# Work instructions:
Your task is to reproduce the material exactly.

--- Data provided ---

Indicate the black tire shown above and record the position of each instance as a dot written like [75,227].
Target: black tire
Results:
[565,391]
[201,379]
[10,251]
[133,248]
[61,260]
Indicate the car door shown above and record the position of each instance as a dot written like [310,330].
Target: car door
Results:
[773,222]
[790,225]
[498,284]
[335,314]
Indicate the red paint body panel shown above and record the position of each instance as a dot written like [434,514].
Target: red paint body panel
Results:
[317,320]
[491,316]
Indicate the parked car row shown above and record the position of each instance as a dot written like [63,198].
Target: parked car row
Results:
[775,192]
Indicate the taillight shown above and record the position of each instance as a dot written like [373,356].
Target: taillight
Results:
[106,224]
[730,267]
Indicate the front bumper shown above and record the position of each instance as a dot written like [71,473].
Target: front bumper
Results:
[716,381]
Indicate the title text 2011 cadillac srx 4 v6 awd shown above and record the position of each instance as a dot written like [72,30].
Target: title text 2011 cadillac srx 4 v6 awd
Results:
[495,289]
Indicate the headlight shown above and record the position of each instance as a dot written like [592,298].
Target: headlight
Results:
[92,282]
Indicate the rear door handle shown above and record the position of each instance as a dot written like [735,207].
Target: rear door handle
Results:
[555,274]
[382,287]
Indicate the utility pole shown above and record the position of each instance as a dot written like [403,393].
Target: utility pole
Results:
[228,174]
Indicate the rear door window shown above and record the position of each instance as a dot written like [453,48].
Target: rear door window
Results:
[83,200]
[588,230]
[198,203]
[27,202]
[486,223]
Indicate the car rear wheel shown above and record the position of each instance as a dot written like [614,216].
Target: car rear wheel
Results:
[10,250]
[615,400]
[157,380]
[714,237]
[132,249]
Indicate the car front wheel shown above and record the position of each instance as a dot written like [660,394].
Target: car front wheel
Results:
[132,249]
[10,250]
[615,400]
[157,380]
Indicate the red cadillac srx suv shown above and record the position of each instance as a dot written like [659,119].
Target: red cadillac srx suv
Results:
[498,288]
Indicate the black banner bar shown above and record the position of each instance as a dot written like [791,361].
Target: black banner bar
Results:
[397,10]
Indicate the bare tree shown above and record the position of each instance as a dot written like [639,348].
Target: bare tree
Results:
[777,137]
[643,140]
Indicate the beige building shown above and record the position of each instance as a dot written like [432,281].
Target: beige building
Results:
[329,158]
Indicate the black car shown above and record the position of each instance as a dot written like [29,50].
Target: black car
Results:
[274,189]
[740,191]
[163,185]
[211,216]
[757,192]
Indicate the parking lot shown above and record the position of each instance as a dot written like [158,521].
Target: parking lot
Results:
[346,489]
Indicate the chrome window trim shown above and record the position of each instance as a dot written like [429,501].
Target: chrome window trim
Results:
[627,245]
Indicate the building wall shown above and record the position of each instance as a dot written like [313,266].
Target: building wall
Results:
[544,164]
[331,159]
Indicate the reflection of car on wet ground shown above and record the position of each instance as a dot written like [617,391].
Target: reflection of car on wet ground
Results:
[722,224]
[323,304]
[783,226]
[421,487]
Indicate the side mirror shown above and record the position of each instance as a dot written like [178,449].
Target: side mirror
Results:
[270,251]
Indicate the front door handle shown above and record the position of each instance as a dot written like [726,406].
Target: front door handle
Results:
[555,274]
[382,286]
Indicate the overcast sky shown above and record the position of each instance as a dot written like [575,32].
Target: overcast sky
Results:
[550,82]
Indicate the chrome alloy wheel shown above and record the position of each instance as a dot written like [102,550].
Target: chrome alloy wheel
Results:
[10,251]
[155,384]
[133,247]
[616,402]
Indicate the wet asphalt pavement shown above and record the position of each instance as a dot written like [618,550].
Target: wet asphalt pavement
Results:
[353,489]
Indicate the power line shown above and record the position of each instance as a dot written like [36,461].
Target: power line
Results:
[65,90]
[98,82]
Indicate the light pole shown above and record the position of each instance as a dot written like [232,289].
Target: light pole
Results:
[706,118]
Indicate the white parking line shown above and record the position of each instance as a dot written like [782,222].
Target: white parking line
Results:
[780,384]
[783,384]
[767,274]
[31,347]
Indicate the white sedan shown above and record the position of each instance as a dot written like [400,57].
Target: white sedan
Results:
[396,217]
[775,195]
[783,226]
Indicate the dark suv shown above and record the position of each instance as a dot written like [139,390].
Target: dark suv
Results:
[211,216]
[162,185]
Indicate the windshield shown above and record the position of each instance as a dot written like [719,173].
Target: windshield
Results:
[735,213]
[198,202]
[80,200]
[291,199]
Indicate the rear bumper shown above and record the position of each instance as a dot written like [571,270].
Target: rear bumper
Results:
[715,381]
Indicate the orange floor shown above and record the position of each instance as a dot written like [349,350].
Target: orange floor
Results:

---

# Output for this task:
Indicate the black tire shown above and record the position of each instance as a dot written like [75,227].
Target: black tire
Results:
[565,391]
[201,379]
[10,251]
[133,248]
[61,260]
Indicate the car door shown above and record the position of each instance as a dot written like [310,330].
Target: car door
Results:
[773,222]
[790,225]
[498,284]
[335,314]
Indicate the red paint body panel shown above and record the position of each instance as a dot written like [434,514].
Target: red paint body panel
Results:
[317,320]
[491,316]
Indicate the parked car row shown above and record the position of each instance as a dot written like [63,198].
Target: parked car row
Results:
[775,192]
Indicate the taillight shown above and record the position of each instance as a dot written like [373,356].
Target: taillight
Results:
[106,224]
[730,267]
Indicate the front bumper shown above and record the position of each instance as a dot written like [71,473].
Target: front bumper
Results:
[716,381]
Indicate the title text 2011 cadillac srx 4 v6 awd shown above and record the position of each instance as a dot written like [72,30].
Target: title text 2011 cadillac srx 4 v6 awd
Results:
[495,289]
Indicate the headlight shown above and record the position of each instance as a dot written like [592,298].
Target: headlight
Results:
[92,282]
Indicate the rear door handle shown above and record the position of each instance as a dot written like [735,207].
Target: rear door handle
Results:
[555,274]
[382,287]
Indicate the utility pole shown above and record the position of each instance as a dot written like [403,393].
Target: utility pole
Results:
[228,174]
Indicate the rear door window shown above and record the position of each instance as a dot written like [453,48].
Target: rear door window
Results:
[83,200]
[588,230]
[198,203]
[27,202]
[486,223]
Indicate the car rear wheel shown above and record the position of each instance as a dot written like [614,216].
Target: car rear wheel
Results:
[10,250]
[615,400]
[157,380]
[714,237]
[132,249]
Indicate the car front wheel shown above and record the position of each instance as a dot written like [660,394].
Target: car front wheel
Results:
[132,249]
[10,250]
[615,400]
[157,380]
Indicate the red cadillac srx suv shown above and record the position of each instance as a dot written like [659,119].
Target: red cadillac srx suv
Results:
[498,288]
Indicate the black banner bar shown above and record the position of each instance as a dot written like [791,361].
Target: black banner bar
Results:
[397,10]
Indicate the bare tree shown above and record the position of each instance as a dot written like [639,348].
Target: bare tree
Results:
[777,137]
[643,140]
Indicate the beige building shown above and record the position of each instance as a dot written like [432,281].
Target: beige building
Results:
[329,158]
Indicate the black car shown above and record the position of each instance as a dot written like [29,50].
Target: black car
Results:
[274,189]
[740,191]
[163,185]
[211,216]
[757,192]
Indicate the parking lot shown above and record the position of each instance as a dot written like [158,521].
Target: parking lot
Results:
[346,489]
Indicate the chrome window trim shown above and record the position of each instance as a dot written like [429,501].
Target: chrome window trim
Results:
[627,245]
Indicate the building wall shown above and record the position of each instance as a dot written like [313,266].
Target: building wall
Results:
[544,164]
[331,159]
Indicate the reflection of car on wet ground shown above and record the position of each instance as a dot written like [617,391].
Target: reflection of car on wet ground
Results:
[722,224]
[323,304]
[783,226]
[421,487]
Indicate the side mirror shown above and record the position of each instance as a dot written like [178,449].
Target: side mirror
Results:
[270,251]
Indicate the front door handle shown above and record the position of each instance as a dot written like [726,406].
Target: front door handle
Results:
[555,274]
[382,286]
Indicate the overcast sky shown above and record the position of each instance as a dot written like [575,32].
Target: overcast sky
Results:
[550,82]
Indicate the chrome alloy wheel shown above and record the position of each instance as a dot written like [102,550].
Target: chrome alloy wheel
Results:
[10,251]
[155,384]
[133,247]
[616,402]
Indicate the wet asphalt pavement shown above and record the position of each instance as a dot written like [618,550].
Target: wet asphalt pavement
Results:
[353,489]
Indicate the power line shown above and record the position of each instance as a dot written like [36,461].
Target: power line
Results:
[65,90]
[98,82]
Indicate the light pole shown above and record the position of each instance as a dot written like [232,289].
Target: light pole
Results:
[706,118]
Indicate the white parking line shown above and record the position of each instance as a dot written like [782,222].
Target: white parking line
Results:
[780,384]
[783,384]
[767,274]
[31,347]
Indicate the white sedan shown above and record the position of each instance as a dot written like [400,57].
Target: white sedan
Results:
[396,217]
[775,195]
[783,226]
Indicate the dark suv shown above and record the position of each instance as a dot written like [139,390].
Target: dark suv
Results:
[211,216]
[162,185]
Indicate the windshield shown above and record the position of each instance as a dot written like [719,173].
Target: windshield
Results:
[735,213]
[198,202]
[80,200]
[291,199]
Indicate the rear bumper shown above and record the position of each instance as a dot written like [571,270].
Target: rear bumper
Results:
[715,381]
Indicate the orange floor shown above and record the position of each instance as a dot written like [349,350].
Target: orange floor
Results:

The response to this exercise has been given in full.